## Activity
Count the lines in the data that contain the word "positive", and reply with only that number.

BEGIN

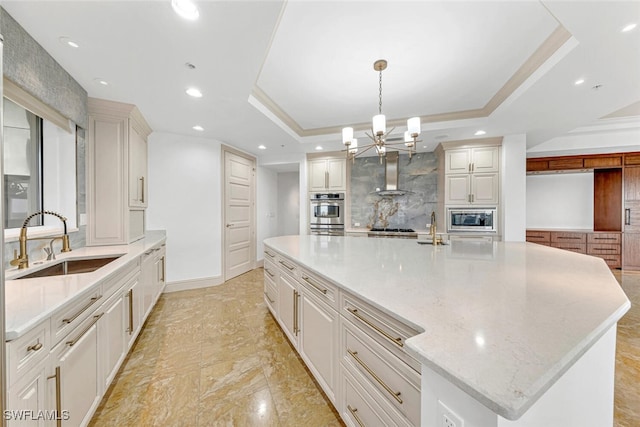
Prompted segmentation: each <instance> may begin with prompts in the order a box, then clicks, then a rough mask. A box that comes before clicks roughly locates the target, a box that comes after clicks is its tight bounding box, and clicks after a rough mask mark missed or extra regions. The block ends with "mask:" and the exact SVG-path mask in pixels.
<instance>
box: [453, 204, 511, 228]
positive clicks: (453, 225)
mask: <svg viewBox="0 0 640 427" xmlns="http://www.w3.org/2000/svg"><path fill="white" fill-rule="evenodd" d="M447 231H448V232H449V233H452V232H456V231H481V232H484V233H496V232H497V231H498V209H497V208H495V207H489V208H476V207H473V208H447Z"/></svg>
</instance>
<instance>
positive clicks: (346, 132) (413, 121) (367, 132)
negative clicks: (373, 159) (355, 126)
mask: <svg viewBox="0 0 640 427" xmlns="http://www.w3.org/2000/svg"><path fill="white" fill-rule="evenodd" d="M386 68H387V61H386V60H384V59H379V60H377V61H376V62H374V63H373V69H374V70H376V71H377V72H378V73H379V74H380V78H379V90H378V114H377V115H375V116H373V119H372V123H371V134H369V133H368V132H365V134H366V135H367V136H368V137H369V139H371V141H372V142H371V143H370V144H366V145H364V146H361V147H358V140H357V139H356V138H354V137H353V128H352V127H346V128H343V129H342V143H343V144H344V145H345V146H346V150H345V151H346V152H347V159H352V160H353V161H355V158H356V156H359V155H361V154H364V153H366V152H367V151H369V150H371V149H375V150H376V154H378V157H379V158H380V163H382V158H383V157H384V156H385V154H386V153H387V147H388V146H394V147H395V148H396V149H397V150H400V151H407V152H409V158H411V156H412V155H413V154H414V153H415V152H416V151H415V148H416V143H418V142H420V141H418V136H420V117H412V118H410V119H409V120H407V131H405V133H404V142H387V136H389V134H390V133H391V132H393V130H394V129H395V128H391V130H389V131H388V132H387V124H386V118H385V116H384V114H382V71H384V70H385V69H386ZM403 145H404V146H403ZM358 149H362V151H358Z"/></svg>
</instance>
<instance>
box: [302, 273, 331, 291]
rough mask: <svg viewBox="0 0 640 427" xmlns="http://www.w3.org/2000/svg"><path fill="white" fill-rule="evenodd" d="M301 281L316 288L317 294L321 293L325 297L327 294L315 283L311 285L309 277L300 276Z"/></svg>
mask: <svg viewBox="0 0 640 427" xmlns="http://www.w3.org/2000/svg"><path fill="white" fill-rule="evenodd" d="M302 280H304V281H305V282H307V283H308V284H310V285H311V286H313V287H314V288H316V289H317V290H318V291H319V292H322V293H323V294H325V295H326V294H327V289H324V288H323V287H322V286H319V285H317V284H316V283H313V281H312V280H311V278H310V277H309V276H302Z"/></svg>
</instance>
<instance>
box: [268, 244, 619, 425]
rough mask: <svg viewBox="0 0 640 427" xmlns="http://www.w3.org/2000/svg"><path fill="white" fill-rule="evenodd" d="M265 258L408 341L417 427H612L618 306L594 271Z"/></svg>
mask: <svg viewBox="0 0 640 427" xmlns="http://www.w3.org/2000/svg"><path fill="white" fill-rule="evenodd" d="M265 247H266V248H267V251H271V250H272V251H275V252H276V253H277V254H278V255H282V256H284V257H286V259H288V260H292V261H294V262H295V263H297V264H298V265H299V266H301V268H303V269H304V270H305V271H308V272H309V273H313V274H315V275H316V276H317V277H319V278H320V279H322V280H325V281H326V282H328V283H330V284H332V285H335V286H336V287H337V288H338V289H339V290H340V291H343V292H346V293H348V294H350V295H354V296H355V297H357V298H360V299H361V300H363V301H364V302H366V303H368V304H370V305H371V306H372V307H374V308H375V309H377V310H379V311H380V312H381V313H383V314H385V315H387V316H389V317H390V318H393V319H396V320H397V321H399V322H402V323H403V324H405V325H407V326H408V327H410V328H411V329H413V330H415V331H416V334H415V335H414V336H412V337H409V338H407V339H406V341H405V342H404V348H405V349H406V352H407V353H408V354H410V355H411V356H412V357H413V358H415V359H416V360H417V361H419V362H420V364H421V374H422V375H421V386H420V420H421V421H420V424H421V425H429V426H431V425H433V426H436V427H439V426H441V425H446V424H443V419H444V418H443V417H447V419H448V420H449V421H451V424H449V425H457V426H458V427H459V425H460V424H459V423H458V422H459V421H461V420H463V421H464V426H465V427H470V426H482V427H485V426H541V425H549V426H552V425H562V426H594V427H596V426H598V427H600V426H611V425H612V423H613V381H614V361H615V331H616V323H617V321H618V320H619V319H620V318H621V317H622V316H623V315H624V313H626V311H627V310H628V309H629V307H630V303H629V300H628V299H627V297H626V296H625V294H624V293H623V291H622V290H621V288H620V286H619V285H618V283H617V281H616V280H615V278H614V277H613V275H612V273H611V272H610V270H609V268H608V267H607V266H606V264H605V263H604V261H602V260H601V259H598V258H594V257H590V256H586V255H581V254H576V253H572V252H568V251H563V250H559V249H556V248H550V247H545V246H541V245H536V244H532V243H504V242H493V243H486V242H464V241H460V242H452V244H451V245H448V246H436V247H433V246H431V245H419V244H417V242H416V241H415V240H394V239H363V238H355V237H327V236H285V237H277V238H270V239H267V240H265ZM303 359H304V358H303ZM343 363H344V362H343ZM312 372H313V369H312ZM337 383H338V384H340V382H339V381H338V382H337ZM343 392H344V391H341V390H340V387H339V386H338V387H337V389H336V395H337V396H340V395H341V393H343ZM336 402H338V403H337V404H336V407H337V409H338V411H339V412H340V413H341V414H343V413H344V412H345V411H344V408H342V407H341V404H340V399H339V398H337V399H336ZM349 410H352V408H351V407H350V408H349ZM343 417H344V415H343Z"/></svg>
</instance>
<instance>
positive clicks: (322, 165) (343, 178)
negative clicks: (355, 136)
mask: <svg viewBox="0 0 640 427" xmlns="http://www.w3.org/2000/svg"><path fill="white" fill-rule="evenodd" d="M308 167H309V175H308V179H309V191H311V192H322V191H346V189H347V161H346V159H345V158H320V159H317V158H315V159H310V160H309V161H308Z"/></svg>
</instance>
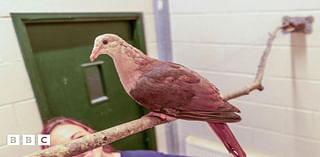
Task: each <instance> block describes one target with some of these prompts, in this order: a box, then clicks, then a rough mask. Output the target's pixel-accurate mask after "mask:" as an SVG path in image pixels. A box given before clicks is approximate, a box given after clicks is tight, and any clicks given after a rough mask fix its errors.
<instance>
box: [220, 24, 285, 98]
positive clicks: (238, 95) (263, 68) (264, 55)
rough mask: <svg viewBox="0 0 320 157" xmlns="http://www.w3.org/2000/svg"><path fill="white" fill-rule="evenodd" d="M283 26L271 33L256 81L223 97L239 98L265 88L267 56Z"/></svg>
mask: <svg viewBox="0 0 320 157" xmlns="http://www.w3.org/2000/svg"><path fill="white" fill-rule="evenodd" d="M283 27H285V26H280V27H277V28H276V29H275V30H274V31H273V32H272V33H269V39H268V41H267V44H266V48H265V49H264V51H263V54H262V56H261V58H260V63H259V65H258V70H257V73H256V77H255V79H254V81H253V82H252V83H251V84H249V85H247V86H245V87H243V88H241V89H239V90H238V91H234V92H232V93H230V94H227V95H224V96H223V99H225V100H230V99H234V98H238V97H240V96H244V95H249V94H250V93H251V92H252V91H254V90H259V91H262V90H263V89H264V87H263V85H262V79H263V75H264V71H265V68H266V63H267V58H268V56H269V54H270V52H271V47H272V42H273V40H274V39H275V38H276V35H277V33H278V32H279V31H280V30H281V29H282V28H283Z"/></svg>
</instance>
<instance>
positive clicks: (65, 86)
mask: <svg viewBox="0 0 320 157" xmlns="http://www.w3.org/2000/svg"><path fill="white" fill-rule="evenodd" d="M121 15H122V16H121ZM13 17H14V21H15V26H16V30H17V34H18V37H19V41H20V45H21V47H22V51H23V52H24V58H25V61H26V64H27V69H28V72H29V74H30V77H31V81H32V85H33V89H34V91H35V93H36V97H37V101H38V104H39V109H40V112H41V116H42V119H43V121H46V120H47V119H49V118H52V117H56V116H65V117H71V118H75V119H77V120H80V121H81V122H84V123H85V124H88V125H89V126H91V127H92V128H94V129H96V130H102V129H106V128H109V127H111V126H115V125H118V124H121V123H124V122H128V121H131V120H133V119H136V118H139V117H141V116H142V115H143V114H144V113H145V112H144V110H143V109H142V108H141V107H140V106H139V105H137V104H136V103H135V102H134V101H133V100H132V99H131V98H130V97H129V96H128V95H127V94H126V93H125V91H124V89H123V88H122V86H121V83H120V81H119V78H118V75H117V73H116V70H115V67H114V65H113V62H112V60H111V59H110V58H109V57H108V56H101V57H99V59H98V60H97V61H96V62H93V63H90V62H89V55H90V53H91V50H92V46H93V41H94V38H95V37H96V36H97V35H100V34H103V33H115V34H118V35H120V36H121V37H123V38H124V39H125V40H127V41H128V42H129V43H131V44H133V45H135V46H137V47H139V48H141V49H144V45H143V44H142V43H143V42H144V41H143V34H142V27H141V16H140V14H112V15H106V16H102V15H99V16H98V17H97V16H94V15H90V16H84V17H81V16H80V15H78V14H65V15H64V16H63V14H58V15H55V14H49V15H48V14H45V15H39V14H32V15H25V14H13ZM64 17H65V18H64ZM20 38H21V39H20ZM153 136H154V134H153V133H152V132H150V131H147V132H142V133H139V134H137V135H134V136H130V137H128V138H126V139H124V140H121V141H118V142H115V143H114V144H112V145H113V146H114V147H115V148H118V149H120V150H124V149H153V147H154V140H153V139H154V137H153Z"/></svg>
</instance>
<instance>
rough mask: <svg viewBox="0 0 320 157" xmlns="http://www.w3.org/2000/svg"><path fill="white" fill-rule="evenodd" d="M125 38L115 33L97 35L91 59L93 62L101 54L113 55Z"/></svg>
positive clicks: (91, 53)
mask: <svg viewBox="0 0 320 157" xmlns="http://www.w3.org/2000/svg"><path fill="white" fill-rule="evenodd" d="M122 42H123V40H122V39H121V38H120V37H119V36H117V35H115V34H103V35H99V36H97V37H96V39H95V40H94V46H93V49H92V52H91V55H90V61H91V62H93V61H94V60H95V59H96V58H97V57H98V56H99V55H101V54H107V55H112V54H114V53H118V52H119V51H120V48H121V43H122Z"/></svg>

END

## Expected answer
6